--- Start ---

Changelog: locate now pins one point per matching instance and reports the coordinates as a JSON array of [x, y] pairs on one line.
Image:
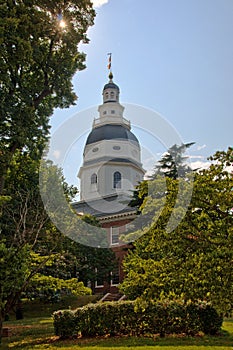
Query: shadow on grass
[[40, 335]]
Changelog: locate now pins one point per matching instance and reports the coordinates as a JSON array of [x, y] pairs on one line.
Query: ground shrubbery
[[137, 318]]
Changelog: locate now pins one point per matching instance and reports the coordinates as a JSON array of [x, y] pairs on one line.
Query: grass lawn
[[37, 333]]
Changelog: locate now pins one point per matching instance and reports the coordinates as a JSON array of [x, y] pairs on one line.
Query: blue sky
[[170, 56]]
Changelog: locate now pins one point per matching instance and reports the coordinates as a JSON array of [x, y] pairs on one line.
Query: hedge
[[137, 318]]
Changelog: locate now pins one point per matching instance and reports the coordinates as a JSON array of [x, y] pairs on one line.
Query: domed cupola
[[112, 154], [111, 91]]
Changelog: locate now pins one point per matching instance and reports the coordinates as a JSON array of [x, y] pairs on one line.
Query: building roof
[[110, 132], [111, 85], [107, 206]]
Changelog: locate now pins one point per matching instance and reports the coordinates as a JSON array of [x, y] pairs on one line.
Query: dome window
[[117, 180], [93, 179]]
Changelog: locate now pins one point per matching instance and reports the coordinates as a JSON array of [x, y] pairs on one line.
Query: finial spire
[[110, 65]]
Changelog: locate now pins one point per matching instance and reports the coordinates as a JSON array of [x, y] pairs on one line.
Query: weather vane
[[109, 60]]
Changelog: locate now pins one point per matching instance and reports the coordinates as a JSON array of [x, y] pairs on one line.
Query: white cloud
[[199, 165], [99, 3]]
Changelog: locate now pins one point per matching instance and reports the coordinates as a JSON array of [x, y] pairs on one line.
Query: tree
[[38, 58], [173, 163], [193, 262]]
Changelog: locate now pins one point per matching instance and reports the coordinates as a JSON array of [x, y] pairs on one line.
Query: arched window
[[117, 180], [93, 179]]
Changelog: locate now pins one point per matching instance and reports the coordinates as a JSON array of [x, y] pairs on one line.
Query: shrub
[[137, 318]]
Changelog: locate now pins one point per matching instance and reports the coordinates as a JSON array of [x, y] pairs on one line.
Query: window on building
[[114, 235], [99, 282], [117, 180], [115, 276], [93, 179]]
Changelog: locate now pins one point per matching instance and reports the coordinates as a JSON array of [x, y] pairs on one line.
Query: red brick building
[[110, 171]]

--- End ---

WRITTEN INSTRUCTION
Can you edit the data above by replacing every "Query" with "Label" and keeping everything else unchanged? Leave the pictures out of your answer.

COMPLETE RESPONSE
Changelog: locate now pins one point per matching instance and reports the coordinates as a JSON array of [x, y] pairs on one line.
Image:
Label: shadow on grass
[[40, 335]]
Changelog: locate now pins one point per matching instance and reports the coordinates as a JSON array of [x, y] pairs on one line.
Label: ground shrubbery
[[137, 318]]
Changelog: locate now pins one point per matching instance and reports the coordinates as a JSON array of [x, y] pairs on one line.
Label: grass lawn
[[37, 333]]
Changelog: locate now pins one point per matching instance and reports the coordinates as a JSON array of [x, y] pairs on one line.
Label: blue sky
[[170, 56]]
Changelog: locate now pins one point per matching instance and reports the coordinates as a JSON array of [x, y] pairs on one line.
Label: hedge
[[137, 318]]
Changelog: locate now pins one point per matching instance and reports the coordinates as a JSON array of [x, y] pairs on one line.
Label: domed cupola
[[112, 154], [111, 91]]
Changelog: locate now pins one point per matching instance and reports the coordinates as a JSON array of [x, y] pairs on one line.
Label: building roof
[[110, 132], [111, 85], [107, 206]]
Changelog: locate now pins one point per matching instance and reports the coordinates as a JSON array of [x, y] pairs on one line.
Label: dome window
[[117, 180], [93, 179]]
Changelog: locate now pins one point per matching instance and reports the coordinates as a JSON array of [x, y] pairs on one line.
Label: finial spire
[[110, 65]]
Changelog: locate now pins one point per matching instance and reports the coordinates as a JSON array of [x, y] pairs on one line.
Label: weather vane
[[109, 60]]
Changelog: locate now pins one point per matching instance and reports the coordinates as a JSON array of [x, y] pairs on one line.
Label: white cloud
[[199, 165], [99, 3]]
Changelog: locate now pins one point per matching instance and reports the coordinates as a JSON array of [x, y] pairs on one line.
Label: tree
[[38, 58], [173, 163], [193, 262]]
Changelog: locate now pins one point per matching instance and reports the coordinates as a JSON array of [x, y] pairs on one line.
Label: arched window
[[117, 180], [93, 179]]
Changelog: locate now pins one point per matching instance and reports the coordinates as a JSON array of [x, y] pairs on one line.
Label: shrub
[[137, 318]]
Changelog: locate now pins one point per matching instance and reports the coordinates as a JSON array of [x, y] pairs on one line.
Label: window on building
[[114, 235], [99, 282], [117, 180], [115, 276], [93, 179]]
Changelog: locate now pins one point per matching instance and reports the coordinates as a JSON array of [x, y] pairs on one line.
Label: red brick building
[[110, 171]]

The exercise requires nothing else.